EXERCISE TASK 1:
Name every average measure that the document clustering excerpt says is reported for each cluster number.
EXERCISE TASK 2:
Write out, word for word, the part of the document clustering excerpt starting at "Recently, the use" and ending at "reported as well.".
EXERCISE TASK 3:
In the document clustering excerpt, which MATLAB function produces the initial iterates for each experiment?

SELECTED EXCERPT:

Table 3 Experimental results on the Reuters-21578 and TDT2 datasets with \(\epsilon =10^{-7}\)

4.5 Document clustering

Recently, the use of NMF for document clustering has attracted much interest (Cai et al. 2005, 2011; Cichocki et al. 2009; Pauca 2004; Shahnaz et al. 2006). We conducted clustering experiments on the Reuters-21578 and TDT2 datasets. Each document was represented with a normalized term frequency vector. There are 50 randomly cases for each cluster number from 2 to 10. These randomly selected data in MATLAB format are downloaded from http://www.cad.zju.edu.cn/home/dengcai/Data/TextData.html. We use the randn function in MATLAB to generate initial iterates for each experiment. We normalize the matrix \(W\) during the iterate process in a similar way as Xu et al (2003). We present the average accuracy and the average normalized mutual information (NMI) (Xu et al 2003) obtained by the 50 trials for each cluster number. The corresponding average CPU time is reported as well.

ENTRIES:
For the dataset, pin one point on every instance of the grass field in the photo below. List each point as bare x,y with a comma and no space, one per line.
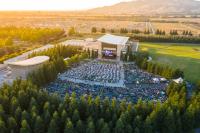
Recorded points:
183,56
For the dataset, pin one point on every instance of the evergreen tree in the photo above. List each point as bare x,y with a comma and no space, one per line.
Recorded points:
25,128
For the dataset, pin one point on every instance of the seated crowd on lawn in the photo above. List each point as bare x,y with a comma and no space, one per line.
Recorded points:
139,84
95,71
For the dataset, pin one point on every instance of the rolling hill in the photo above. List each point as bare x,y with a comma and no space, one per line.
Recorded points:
151,7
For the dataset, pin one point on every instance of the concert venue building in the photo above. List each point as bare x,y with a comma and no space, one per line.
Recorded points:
112,46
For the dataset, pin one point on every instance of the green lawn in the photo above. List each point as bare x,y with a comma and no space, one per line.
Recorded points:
183,56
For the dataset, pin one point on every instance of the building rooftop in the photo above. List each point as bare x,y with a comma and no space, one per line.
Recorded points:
113,39
30,62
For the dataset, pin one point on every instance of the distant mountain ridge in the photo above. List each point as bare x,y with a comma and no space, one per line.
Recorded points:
151,7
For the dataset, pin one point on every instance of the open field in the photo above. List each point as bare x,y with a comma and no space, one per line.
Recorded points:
183,56
84,22
180,27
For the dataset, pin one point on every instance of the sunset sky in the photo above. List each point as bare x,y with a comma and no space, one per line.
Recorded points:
54,4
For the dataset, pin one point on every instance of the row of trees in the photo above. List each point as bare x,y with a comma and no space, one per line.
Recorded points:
160,32
24,108
6,42
166,38
141,59
146,31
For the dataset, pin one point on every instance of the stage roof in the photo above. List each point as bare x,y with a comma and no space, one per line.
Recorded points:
113,39
30,62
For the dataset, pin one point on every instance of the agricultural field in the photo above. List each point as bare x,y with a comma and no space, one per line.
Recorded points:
16,40
183,56
180,27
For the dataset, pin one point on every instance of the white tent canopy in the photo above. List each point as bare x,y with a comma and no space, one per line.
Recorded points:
178,81
113,39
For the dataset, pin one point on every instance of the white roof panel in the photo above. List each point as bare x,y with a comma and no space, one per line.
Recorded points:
32,61
113,39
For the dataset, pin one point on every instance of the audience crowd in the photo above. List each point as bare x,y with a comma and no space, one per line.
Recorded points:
96,71
138,84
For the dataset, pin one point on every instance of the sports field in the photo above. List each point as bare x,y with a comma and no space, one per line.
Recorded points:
183,56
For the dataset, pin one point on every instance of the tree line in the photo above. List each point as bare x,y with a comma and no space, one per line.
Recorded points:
146,31
25,108
166,38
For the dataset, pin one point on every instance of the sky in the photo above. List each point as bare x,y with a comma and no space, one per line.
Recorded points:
54,4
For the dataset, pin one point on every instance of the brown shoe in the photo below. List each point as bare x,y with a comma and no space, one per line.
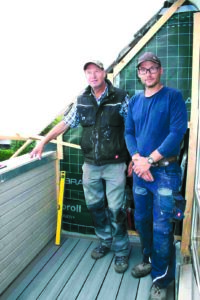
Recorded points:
157,293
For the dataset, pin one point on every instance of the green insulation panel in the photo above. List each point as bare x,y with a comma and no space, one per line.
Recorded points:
173,45
76,217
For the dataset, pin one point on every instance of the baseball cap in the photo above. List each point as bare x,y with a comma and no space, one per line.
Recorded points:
148,56
94,62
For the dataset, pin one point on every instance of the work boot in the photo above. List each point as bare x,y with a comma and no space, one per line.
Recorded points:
100,251
121,264
141,270
157,293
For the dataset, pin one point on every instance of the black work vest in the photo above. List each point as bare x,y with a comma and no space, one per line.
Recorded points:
103,127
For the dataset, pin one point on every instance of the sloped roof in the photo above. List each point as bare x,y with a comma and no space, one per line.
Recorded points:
189,5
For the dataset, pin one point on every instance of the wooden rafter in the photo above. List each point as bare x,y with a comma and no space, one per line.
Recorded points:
186,237
151,32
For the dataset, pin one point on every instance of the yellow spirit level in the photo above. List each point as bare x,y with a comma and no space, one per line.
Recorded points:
60,207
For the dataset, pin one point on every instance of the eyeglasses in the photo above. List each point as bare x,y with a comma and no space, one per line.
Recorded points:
152,70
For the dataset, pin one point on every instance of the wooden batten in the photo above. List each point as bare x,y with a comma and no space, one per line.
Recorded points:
60,147
186,236
151,32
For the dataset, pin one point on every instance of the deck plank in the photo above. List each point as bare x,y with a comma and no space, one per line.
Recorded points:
69,272
94,281
35,288
73,286
129,284
55,285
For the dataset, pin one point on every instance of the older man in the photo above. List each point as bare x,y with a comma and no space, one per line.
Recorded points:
101,111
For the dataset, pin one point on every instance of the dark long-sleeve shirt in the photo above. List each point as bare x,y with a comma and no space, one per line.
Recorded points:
158,123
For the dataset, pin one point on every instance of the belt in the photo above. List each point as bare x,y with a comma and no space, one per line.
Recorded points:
165,161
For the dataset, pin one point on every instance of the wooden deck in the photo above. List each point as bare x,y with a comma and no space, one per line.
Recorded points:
68,272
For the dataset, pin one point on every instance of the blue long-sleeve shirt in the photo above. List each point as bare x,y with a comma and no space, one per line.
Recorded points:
158,123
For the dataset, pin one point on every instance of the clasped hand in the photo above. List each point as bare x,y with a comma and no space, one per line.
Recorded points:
141,168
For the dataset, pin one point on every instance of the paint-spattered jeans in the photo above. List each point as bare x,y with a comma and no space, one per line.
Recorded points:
110,223
154,204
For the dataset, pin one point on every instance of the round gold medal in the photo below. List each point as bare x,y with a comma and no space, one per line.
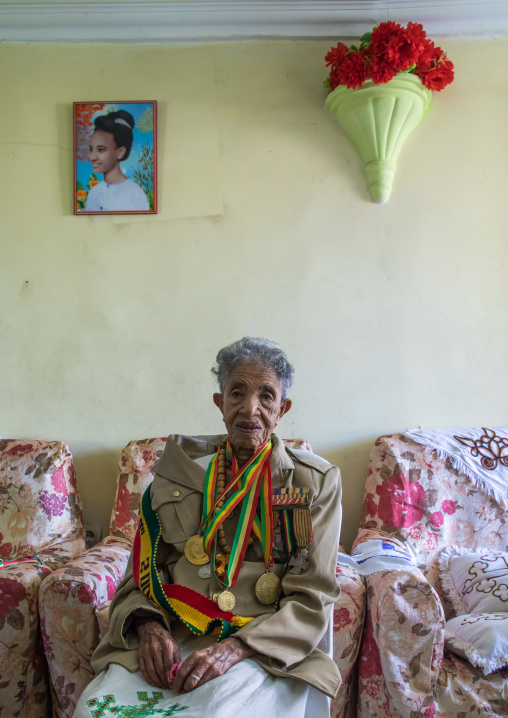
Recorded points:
267,588
194,551
226,601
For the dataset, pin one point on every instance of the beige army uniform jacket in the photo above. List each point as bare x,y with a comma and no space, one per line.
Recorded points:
285,641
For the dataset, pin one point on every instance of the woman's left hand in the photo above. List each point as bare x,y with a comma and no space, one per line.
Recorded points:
201,666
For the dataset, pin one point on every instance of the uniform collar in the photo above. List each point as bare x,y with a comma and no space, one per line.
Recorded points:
177,462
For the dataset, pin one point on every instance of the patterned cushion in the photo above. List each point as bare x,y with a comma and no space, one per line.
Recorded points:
414,494
40,513
136,471
482,638
475,582
39,502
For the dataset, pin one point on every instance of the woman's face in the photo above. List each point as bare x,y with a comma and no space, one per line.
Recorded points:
103,152
251,405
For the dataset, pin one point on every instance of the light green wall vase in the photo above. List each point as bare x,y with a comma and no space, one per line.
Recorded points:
378,119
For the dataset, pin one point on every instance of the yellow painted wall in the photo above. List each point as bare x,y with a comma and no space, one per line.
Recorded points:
394,315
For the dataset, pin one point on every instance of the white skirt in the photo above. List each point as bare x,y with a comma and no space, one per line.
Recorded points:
245,691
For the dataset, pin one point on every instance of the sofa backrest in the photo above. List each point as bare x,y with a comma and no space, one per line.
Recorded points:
39,500
136,472
416,496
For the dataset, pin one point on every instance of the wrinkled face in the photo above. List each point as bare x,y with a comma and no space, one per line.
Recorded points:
251,405
103,152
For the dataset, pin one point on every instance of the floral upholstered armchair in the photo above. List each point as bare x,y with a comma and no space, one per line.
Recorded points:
40,530
74,601
409,663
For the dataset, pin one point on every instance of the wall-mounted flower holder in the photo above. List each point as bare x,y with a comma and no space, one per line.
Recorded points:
378,119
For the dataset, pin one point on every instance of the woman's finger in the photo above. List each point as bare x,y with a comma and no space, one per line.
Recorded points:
184,671
159,663
147,670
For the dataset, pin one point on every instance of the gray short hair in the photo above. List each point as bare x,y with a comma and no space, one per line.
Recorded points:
254,349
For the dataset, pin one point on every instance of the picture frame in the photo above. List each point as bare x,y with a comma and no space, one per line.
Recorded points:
117,140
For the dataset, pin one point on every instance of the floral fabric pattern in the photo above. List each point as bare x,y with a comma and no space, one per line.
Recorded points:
404,669
74,600
40,514
348,617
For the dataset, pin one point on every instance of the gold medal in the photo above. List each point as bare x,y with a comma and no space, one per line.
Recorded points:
268,588
194,551
205,571
226,601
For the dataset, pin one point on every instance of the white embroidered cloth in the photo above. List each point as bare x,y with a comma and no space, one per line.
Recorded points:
245,691
479,453
377,555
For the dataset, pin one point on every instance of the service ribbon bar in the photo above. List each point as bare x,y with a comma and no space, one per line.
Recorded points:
288,498
199,613
292,513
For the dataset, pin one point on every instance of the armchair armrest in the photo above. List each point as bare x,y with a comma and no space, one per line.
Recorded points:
404,637
68,599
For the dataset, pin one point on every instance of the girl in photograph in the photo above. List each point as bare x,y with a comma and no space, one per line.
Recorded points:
109,145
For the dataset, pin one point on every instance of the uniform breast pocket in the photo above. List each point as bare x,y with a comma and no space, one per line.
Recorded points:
179,511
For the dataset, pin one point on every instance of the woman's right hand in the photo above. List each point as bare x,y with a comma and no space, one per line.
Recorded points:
157,651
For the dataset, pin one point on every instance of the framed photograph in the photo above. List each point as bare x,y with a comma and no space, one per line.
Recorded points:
115,157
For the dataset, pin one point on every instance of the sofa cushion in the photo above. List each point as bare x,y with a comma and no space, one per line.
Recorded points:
482,638
475,581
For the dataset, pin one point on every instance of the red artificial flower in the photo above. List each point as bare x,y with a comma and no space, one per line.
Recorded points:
353,71
425,57
390,50
381,71
382,34
439,73
336,54
403,47
334,78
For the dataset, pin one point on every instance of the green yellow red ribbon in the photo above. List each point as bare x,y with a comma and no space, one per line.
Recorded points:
250,485
199,613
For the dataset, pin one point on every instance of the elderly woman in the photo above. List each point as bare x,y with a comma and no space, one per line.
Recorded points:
232,576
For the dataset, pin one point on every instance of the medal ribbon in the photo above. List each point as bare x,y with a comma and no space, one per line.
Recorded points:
199,613
254,481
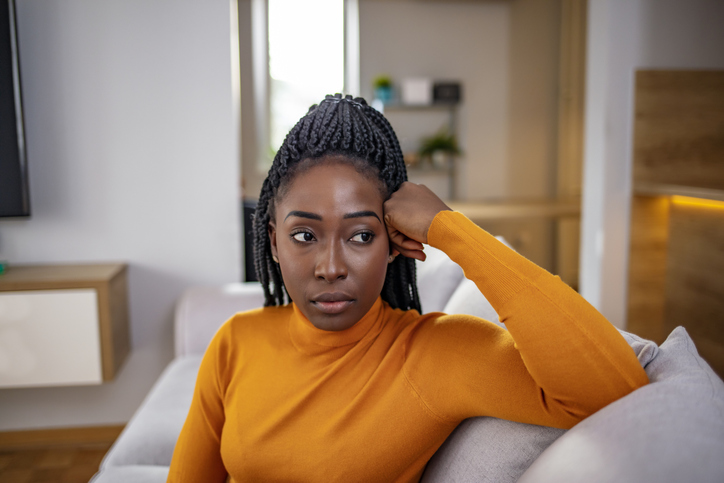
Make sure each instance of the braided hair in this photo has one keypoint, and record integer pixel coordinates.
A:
(337, 126)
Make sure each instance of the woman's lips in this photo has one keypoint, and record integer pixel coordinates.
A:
(332, 303)
(332, 307)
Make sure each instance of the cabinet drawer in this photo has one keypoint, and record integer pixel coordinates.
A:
(49, 338)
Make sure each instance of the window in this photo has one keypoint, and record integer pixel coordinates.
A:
(303, 50)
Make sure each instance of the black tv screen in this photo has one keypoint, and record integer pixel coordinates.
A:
(14, 196)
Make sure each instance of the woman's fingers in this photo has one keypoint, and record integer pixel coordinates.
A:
(406, 246)
(411, 209)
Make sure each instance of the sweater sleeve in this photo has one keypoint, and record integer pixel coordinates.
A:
(197, 455)
(559, 361)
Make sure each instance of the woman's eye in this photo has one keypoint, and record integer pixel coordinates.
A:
(364, 237)
(303, 236)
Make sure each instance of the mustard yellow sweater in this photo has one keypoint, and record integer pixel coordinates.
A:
(279, 400)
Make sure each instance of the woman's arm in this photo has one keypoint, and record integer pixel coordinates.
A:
(560, 359)
(197, 455)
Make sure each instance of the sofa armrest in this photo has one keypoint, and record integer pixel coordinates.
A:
(669, 431)
(201, 310)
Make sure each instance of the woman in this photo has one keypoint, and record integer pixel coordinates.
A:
(348, 382)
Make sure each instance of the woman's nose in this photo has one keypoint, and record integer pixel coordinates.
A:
(330, 264)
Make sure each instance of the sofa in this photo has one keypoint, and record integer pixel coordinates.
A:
(671, 430)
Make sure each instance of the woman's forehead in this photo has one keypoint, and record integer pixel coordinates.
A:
(332, 187)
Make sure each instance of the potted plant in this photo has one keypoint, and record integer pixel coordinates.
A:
(439, 148)
(382, 85)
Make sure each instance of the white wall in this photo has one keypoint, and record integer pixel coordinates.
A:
(464, 41)
(623, 36)
(132, 134)
(506, 56)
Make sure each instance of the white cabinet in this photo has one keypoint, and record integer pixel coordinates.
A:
(62, 325)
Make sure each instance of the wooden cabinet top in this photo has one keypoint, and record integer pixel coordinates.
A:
(49, 277)
(515, 210)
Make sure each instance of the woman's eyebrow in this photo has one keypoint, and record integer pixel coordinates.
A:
(304, 214)
(314, 216)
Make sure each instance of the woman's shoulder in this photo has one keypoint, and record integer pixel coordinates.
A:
(256, 322)
(437, 329)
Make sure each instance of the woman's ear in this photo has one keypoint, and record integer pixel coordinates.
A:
(272, 230)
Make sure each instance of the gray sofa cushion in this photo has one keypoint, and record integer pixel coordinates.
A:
(669, 431)
(488, 450)
(132, 474)
(495, 450)
(150, 436)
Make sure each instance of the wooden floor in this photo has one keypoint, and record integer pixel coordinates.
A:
(60, 464)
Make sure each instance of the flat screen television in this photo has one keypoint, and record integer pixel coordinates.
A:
(14, 194)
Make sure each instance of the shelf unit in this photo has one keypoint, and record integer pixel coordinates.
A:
(451, 109)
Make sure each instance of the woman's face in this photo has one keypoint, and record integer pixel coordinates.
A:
(331, 242)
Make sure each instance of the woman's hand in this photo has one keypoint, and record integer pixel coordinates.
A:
(408, 215)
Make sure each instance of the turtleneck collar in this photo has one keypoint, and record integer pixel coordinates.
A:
(311, 340)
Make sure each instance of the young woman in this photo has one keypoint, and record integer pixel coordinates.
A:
(339, 377)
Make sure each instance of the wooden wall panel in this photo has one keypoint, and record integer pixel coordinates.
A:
(695, 277)
(647, 266)
(679, 128)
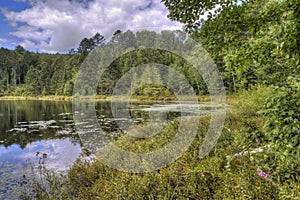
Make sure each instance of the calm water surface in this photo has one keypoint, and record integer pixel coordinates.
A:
(42, 133)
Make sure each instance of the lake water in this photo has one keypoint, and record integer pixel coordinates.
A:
(35, 134)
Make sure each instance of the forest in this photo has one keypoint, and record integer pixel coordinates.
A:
(255, 46)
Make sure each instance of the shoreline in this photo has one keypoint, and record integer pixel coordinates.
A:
(201, 98)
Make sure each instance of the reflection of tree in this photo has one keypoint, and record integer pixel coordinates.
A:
(15, 112)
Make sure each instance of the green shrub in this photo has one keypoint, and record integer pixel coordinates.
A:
(281, 112)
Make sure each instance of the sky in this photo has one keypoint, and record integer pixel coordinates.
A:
(53, 26)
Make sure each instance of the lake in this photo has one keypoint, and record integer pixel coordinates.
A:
(42, 134)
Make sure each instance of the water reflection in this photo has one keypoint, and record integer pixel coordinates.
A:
(29, 129)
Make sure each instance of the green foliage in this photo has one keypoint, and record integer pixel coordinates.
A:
(282, 128)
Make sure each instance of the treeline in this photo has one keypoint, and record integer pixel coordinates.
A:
(25, 73)
(253, 43)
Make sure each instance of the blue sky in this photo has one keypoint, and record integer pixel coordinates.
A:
(59, 25)
(6, 40)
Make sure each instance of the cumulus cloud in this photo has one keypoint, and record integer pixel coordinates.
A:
(3, 40)
(59, 25)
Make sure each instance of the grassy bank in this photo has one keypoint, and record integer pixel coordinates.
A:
(140, 98)
(237, 167)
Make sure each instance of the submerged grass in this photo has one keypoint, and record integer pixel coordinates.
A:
(223, 174)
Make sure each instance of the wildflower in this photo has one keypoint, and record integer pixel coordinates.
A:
(263, 174)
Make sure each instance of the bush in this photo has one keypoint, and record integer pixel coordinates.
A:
(281, 112)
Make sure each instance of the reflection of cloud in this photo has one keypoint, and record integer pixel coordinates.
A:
(61, 154)
(59, 25)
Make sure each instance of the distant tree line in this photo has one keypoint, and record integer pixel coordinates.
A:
(253, 43)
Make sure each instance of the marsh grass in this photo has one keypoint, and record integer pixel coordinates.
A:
(219, 175)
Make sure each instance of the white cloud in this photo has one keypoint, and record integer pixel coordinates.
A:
(59, 25)
(3, 40)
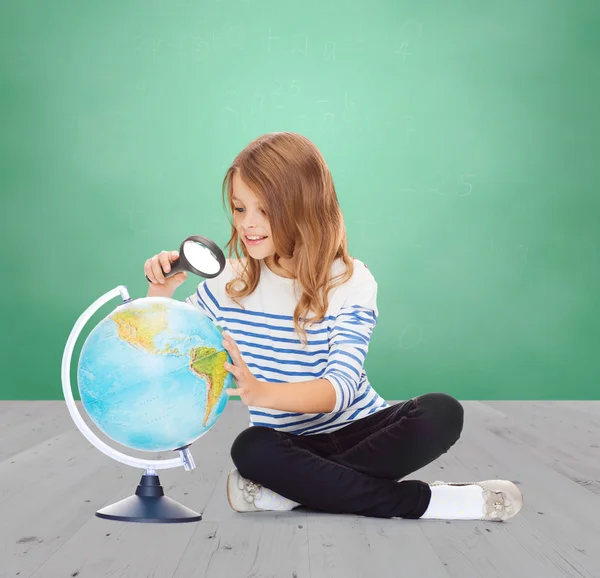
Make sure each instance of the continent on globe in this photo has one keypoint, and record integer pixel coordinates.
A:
(208, 364)
(140, 327)
(141, 335)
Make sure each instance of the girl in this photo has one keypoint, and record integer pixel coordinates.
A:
(298, 313)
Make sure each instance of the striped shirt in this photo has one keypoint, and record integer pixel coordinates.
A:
(268, 343)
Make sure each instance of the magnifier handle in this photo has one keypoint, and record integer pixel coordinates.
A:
(176, 267)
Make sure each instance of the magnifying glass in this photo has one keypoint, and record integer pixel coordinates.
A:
(200, 256)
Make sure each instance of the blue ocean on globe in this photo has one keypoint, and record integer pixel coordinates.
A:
(151, 374)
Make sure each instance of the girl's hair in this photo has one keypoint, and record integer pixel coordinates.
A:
(290, 178)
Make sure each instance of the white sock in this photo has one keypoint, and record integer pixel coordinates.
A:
(269, 500)
(456, 503)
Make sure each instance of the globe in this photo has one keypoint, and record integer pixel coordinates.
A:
(151, 374)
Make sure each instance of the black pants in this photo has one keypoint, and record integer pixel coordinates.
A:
(355, 470)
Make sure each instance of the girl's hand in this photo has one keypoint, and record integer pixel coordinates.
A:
(154, 267)
(248, 387)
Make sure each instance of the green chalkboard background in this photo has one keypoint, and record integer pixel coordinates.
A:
(463, 138)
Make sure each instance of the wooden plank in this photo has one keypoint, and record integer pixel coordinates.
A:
(474, 548)
(45, 521)
(26, 424)
(566, 446)
(589, 407)
(559, 518)
(270, 546)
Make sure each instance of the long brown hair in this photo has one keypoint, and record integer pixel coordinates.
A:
(290, 177)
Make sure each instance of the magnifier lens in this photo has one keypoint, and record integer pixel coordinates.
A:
(200, 257)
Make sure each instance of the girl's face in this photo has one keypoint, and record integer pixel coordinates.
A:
(250, 220)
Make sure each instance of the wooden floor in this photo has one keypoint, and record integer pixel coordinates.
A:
(52, 481)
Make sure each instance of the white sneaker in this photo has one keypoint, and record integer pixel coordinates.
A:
(503, 499)
(247, 496)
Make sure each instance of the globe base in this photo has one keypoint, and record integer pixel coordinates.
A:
(149, 504)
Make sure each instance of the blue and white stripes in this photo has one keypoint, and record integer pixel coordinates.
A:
(336, 348)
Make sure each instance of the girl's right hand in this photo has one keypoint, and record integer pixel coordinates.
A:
(154, 267)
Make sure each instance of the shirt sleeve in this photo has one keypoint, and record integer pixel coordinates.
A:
(205, 300)
(349, 339)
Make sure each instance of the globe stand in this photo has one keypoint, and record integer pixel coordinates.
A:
(149, 504)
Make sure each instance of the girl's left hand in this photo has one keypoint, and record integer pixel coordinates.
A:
(248, 387)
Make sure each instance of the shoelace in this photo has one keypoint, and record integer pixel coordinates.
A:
(251, 490)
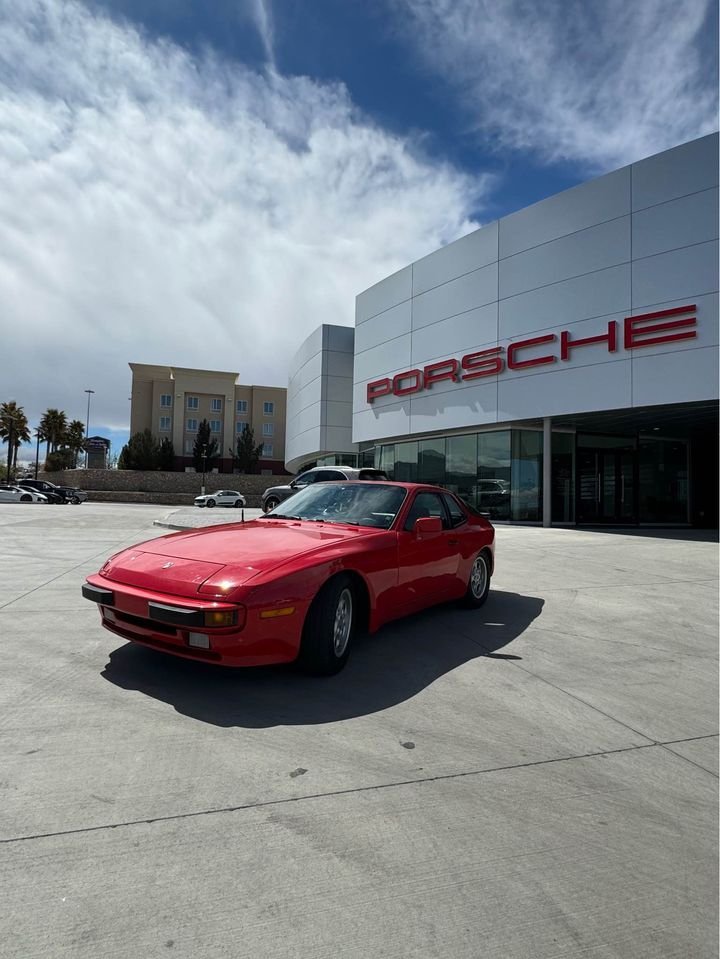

TASK RESULT 1:
- Average accuracy
- Average normalized mutual information (NMI)
- Average CPU time

TASK RESULT 2:
Recently, the use of NMF for document clustering has attracted much interest (Cai et al. 2005, 2011; Cichocki et al. 2009; Pauca 2004; Shahnaz et al. 2006). We conducted clustering experiments on the Reuters-21578 and TDT2 datasets. Each document was represented with a normalized term frequency vector. There are 50 randomly cases for each cluster number from 2 to 10. These randomly selected data in MATLAB format are downloaded from http://www.cad.zju.edu.cn/home/dengcai/Data/TextData.html. We use the randn function in MATLAB to generate initial iterates for each experiment. We normalize the matrix \(W\) during the iterate process in a similar way as Xu et al (2003). We present the average accuracy and the average normalized mutual information (NMI) (Xu et al 2003) obtained by the 50 trials for each cluster number. The corresponding average CPU time is reported as well.

TASK RESULT 3:
The randn function.